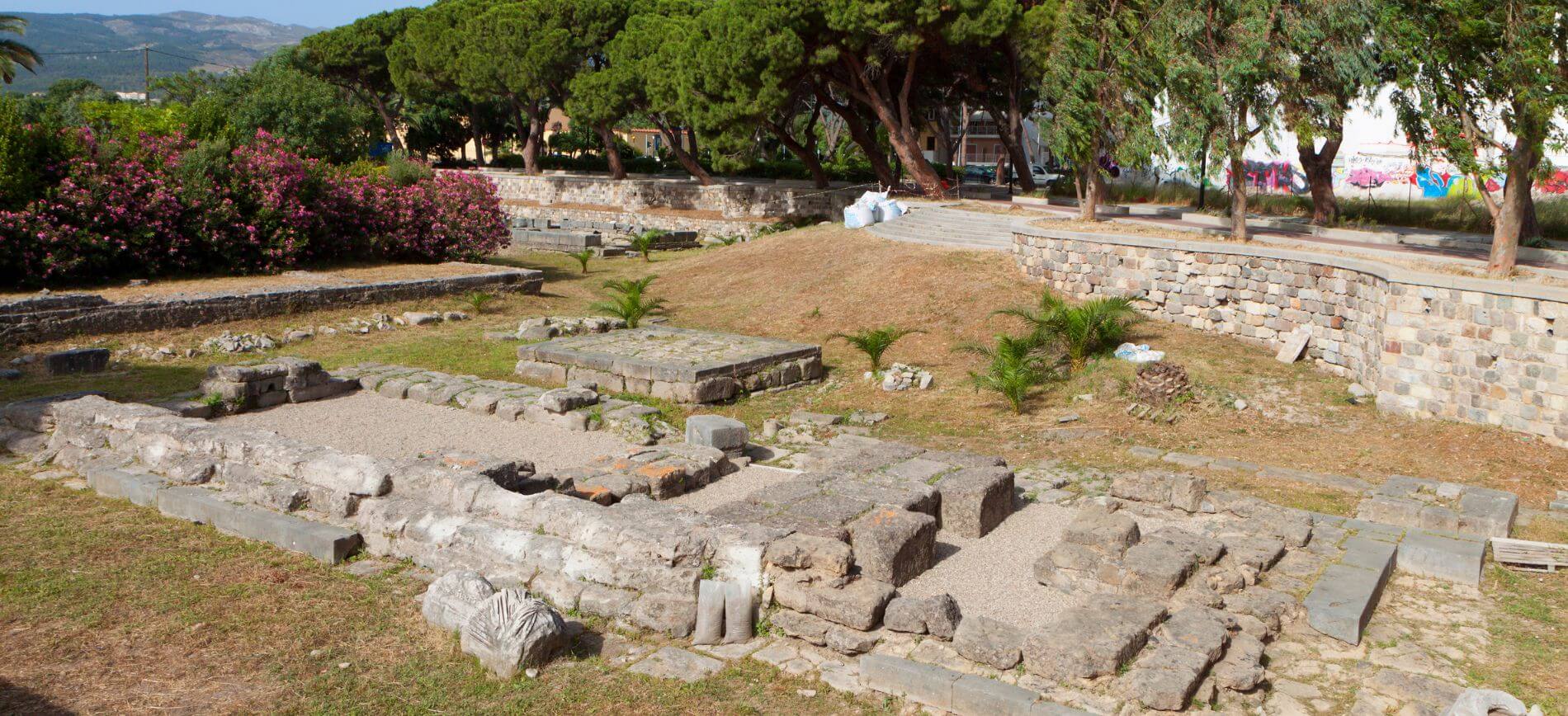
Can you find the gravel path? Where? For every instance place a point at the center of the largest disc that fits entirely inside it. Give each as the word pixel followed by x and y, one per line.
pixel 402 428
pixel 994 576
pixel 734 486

==========

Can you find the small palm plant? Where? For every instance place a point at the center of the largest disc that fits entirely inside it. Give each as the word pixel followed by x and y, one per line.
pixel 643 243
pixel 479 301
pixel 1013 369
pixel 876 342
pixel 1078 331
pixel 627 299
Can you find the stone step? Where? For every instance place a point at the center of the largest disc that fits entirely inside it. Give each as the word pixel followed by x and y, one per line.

==========

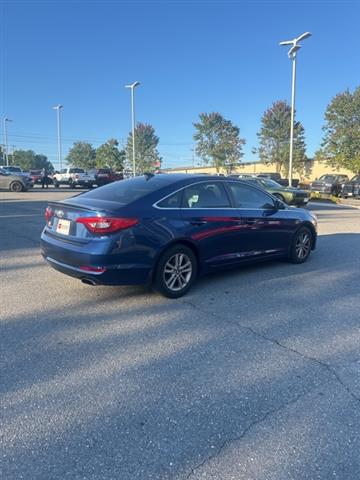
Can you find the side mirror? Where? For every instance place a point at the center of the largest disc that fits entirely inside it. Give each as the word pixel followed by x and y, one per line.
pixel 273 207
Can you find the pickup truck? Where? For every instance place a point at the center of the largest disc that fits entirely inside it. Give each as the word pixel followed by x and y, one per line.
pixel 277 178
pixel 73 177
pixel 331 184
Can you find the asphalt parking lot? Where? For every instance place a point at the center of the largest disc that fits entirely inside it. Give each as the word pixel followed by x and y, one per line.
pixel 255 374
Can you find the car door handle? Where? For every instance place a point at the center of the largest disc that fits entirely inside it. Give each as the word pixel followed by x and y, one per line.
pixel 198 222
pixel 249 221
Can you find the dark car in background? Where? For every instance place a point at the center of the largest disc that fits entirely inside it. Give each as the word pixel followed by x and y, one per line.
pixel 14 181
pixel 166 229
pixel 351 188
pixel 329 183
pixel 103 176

==========

• What the task asks
Quote the rows between the line containing "Can you find the small" and the line containing "pixel 627 299", inclusive, reproducing them without any change.

• Written answer
Can you find the small palm plant? Where? For every instance place a point at the center of the largest disc that fits entirely inside it. Give each as the word pixel followed by x and y, one per line.
pixel 643 243
pixel 479 301
pixel 1013 369
pixel 876 342
pixel 1078 331
pixel 627 299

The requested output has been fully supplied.